WORK ITEM.
In the passage about handling sexual assault in a primary care clinic, up to how many hours after unprotected sex is ulipristal (Ella) described as effective?

GIVEN PASSAGE.
------------------------------------------------------------

Thanks to those who participated in a great discussion in AMR last week. I wanted to share some of what we talked about here…
Sexual assault is an unusal complaint inside of a primary care clinic. Many victims head straight for the ER or a Rape Crisis Center, others never report their attack. But for many, their primary care doctor may seem like a trusted source for health care in a very scary and chaotic situation. Since it is also a scary and chaotic situation for the provider, I thought that an organized process may help you know what to do in such a scenario.
The patient may need or want an exam in order to collect evidence for future charges against an attacker. There is a very specialized process that is used to collect evidence, and maintain the chain of custody. I would recommend that you contact your Emergency Dept or Rape Crisis Center for help. In Birmingham, the Crisis Center offers Sexual Assault Nurse Examiner (SANE) Exams in a safe and secure facility, and may be a more comfortable alternative to an ED. They have a SANE nurse on call 24/7. Many times, this exam must be done within 72 hours of the attack.
Most women should be offered post-coital contraception after a sexual assault. The most effective oral option is Le
vonorgestrel, (Plan B is one brand name). Ulipristal (Ella) is a newer form of emergency contraception that is effective up to 120 hours after unprotected sex.
The CDC recommends antibiotic prophylaxis for GC, Chlamydia, and Trichomonas. If your patient declines, you should see her back in a week for testing. You need to give (all single dose therapies):
- Ceftriaxone 250mg IM for Gonorrhea
- Azithromycin 1g PO for Chlamydia
- Metronidazole 2g PO for Trichomonas
Hepatitis B Prevention
If the Hepatitis B status of the attacker is not known, and the victim is not already immune, the victim should receive the Hepatitis B vaccine on first visit, and then at 1 and 6 months. If the attacker has Hepatitis B, then you should offer HBIG.

------------------------------------------------------------

INFORMATION GIVEN.
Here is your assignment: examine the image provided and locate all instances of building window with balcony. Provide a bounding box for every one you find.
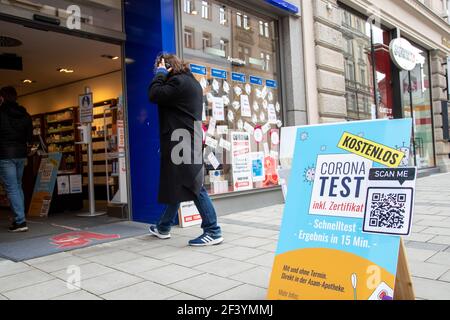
[202,1,211,20]
[236,12,242,28]
[184,0,194,14]
[184,27,194,49]
[220,39,230,57]
[242,14,250,30]
[259,21,270,38]
[219,7,228,26]
[261,52,272,71]
[202,32,212,50]
[179,0,283,194]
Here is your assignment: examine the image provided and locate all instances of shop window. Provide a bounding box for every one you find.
[182,1,283,194]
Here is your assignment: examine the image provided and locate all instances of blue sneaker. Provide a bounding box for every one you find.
[189,233,223,247]
[148,226,170,239]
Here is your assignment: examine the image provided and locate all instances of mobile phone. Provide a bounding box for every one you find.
[158,55,172,69]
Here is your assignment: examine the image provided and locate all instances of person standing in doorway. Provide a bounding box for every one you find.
[148,54,223,246]
[0,87,33,232]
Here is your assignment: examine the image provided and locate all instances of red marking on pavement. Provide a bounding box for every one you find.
[50,231,120,249]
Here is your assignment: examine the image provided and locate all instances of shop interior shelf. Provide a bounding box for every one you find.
[47,118,73,124]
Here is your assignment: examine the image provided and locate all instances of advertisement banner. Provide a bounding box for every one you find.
[28,153,62,217]
[268,119,415,300]
[78,93,94,123]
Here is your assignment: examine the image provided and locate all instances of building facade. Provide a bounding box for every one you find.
[0,0,450,222]
[302,0,450,172]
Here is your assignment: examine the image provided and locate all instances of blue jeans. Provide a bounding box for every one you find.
[0,159,26,224]
[157,187,222,237]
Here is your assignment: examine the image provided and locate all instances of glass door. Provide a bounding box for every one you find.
[400,48,436,169]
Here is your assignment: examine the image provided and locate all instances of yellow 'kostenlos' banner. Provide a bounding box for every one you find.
[338,132,405,168]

------------------------------------------------------------

TASK SOLUTION.
Up to 120 hours.